■ GIVEN PROBLEM: Rewrite each of the items below, replacing "thickest" with "widest" and leaving everything else unchanged.

■ THE INPUT:
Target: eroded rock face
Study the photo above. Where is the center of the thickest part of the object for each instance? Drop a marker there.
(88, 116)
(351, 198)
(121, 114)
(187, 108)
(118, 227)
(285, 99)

■ REPLY TO THE TASK:
Target: eroded rock face
Study the photo above. Where is the center of the widest part of the object for each instance? Drop a marker there.
(88, 116)
(351, 198)
(121, 114)
(187, 108)
(118, 227)
(285, 99)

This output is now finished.